--- Begin Data excerpts ---

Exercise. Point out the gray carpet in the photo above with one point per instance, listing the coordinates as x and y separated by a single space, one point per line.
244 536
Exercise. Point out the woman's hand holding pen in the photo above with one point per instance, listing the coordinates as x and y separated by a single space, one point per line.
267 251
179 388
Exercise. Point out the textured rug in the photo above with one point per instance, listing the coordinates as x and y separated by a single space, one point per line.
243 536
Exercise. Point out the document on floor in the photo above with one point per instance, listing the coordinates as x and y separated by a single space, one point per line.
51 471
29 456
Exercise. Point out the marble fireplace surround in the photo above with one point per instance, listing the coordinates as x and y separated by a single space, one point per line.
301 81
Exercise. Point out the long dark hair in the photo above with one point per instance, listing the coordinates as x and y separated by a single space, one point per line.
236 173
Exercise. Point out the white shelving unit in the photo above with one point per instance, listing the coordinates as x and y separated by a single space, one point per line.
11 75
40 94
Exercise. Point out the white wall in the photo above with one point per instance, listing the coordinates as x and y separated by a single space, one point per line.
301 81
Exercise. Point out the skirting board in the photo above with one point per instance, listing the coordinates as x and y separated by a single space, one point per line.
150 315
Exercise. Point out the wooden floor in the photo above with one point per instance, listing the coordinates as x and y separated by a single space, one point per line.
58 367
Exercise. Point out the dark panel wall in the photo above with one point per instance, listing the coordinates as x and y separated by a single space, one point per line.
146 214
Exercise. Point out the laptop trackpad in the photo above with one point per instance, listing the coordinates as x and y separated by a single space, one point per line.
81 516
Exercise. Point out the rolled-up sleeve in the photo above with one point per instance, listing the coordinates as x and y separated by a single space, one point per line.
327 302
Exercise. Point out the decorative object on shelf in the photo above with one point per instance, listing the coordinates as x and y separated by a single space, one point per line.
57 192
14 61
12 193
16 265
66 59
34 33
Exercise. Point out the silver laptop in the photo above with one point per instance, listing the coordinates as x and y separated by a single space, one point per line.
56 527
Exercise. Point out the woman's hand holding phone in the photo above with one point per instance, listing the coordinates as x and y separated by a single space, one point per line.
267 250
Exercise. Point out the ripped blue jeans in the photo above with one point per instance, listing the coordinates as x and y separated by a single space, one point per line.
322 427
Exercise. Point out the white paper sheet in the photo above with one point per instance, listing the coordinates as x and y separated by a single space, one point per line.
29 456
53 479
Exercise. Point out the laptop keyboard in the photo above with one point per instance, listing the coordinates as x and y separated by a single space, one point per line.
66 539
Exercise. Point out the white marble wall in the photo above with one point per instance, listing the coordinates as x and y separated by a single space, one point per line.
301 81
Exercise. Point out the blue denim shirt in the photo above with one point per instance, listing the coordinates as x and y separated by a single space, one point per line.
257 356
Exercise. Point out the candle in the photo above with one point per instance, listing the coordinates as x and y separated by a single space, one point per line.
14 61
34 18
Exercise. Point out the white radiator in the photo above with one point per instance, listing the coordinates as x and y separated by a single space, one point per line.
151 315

--- End Data excerpts ---

Arrange the lines of the data above, from the line containing "Exercise. Point out the white radiator" through the last line, as a JSON list of strings with one string per line. Leave out any blank lines.

## The result
[
  "Exercise. Point out the white radiator in the photo above with one point per instance, listing the coordinates as x and y separated by a single space, one point per line.",
  "151 315"
]